• [Instruction 1]
Summarize the judgment excerpt in three sentences.
• [Instruction 2]
Reproduce the passage of the judgment excerpt starting at "1. Feeling aggrieved" and ending at "the present appeal.".

• [Quoted text]

========

1. Feeling aggrieved and dissatisfied with impugned judgment and order dated 20.07.2021 passed by the High Court of Karnataka in Regular First Appeal No. 100200/2015, by which the High Court has allowed the said appeal preferred by respondent Nos. 3 and 4 herein – original defendant Nos. 3 and 4 (hereinafter referred to as defendant Nos. 3 and 4) and has set aside the judgment and decree passed by the learned Trial Court granting decree for specific performance of agreement to sell dated 12.04.2005, the appellant herein original plaintiff has preferred the present appeal.

2. The facts leading to the present appeal in a nutshell are as under:

2.1 That the appellant herein – original plaintiff filed the suit for specific performance of agreement to sell dated 12.04.2005. It was the case on behalf of the plaintiff that she had entered into an agreement with respondent No. 1 herein original defendant No. 1 to purchase the suit schedule property for a sale consideration of Rs. 29 lakhs. An advance amount of Rs. 20 lakhs was paid under the said agreement. Defendant No. 1 had earlier executed a general power of attorney in favour of respondent No. 2 herein original defendant No. 2. However, defendant No. 2 was present when the plaintiff entered into an agreement to sell with defendant No. 1.

It was the case on behalf of the plaintiff that thereafter, on 25.03.2008, defendant Nos. 1 and 2 approached the plaintiff and her husband and sought payment of Rs. 6 lakhs. On 25.03.2008, the plaintiff made further payment of Rs. 6 lakhs towards sale consideration and an endorsement was made by defendant No. 1 on the agreement, acknowledging the receipt of Rs. 6 lakhs. According to the plaintiff, thereafter, despite repeated requests and demands, defendant No. 1 did not execute the sale deed in favour of the plaintiff.

They learnt that defendant No. 2 by misusing the power of attorney executed by defendant No. 1 in favour of defendant No. 2, clandestinely executed two sale deeds in favour of defendant Nos. 3 and 4 only to defraud the plaintiff. The plaintiff got served a legal notice to the defendants on 17.06.2010 calling upon defendant No. 1 to execute the sale deed in her favour by receiving balance sale consideration of Rs. 3 lakhs. Further, thereafter defendant No. 1 did not execute the sale deed, the plaintiff filed the present suit for specific performance of the contract/agreement to sell dated 12.04.2005.

2.2 That original defendant No. 1 filed written statement and admitted the execution of agreement to sell and specifically stated that she is ready and willing to perform her part of contract. However, defendant Nos. 2 to 4 filed separate written statements and took a common defence that agreement to sell dated 12.04.2005 is a created document. It was contended that power of attorney executed by defendant No. 1 in favour of defendant No. 2 is a registered document and without cancelling the registered power of attorney and without the knowledge of defendant No. 2, defendant No. 1 in collusion with the plaintiff had created the agreement to sell. It was also contended by defendant Nos. 2 to 4 that agreement to sell dated 12.04.2005 is a bogus document and no sale consideration is paid by the plaintiff.

========

• [Dataset section]

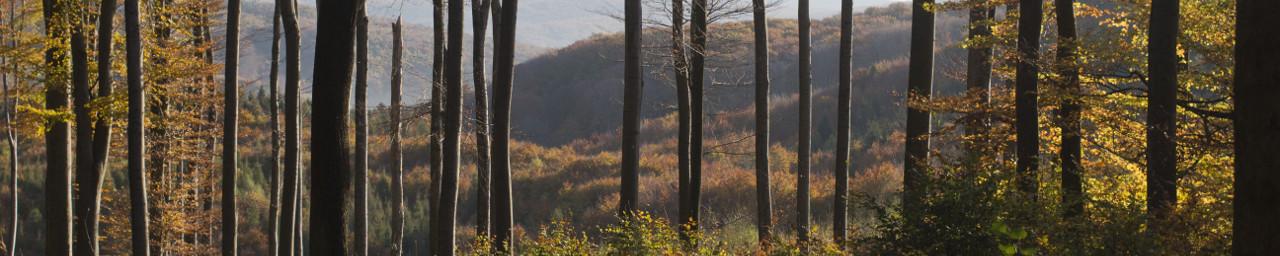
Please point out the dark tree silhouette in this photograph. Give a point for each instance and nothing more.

========

• [Task solution 1]
The original plaintiff appeals a Karnataka High Court order of 20.07.2021 that allowed the appeal of defendant Nos. 3 and 4 and set aside the trial court's decree for specific performance of an agreement to sell dated 12.04.2005. She says she agreed to buy the property from defendant No. 1 for Rs. 29 lakhs and paid Rs. 20 lakhs in advance and Rs. 6 lakhs more. She also says that defendant No. 1 never executed the sale deed and that defendant No. 2 misused a power of attorney to execute sale deeds in favor of defendant Nos. 3 and 4, while defendant No. 1 admitted the agreement and defendant Nos. 2 to 4 called it a created, bogus document.

• [Task solution 2]
1. Feeling aggrieved and dissatisfied with impugned judgment and order dated 20.07.2021 passed by the High Court of Karnataka in Regular First Appeal No. 100200/2015, by which the High Court has allowed the said appeal preferred by respondent Nos. 3 and 4 herein – original defendant Nos. 3 and 4 (hereinafter referred to as defendant Nos. 3 and 4) and has set aside the judgment and decree passed by the learned Trial Court granting decree for specific performance of agreement to sell dated 12.04.2005, the appellant herein original plaintiff has preferred the present appeal.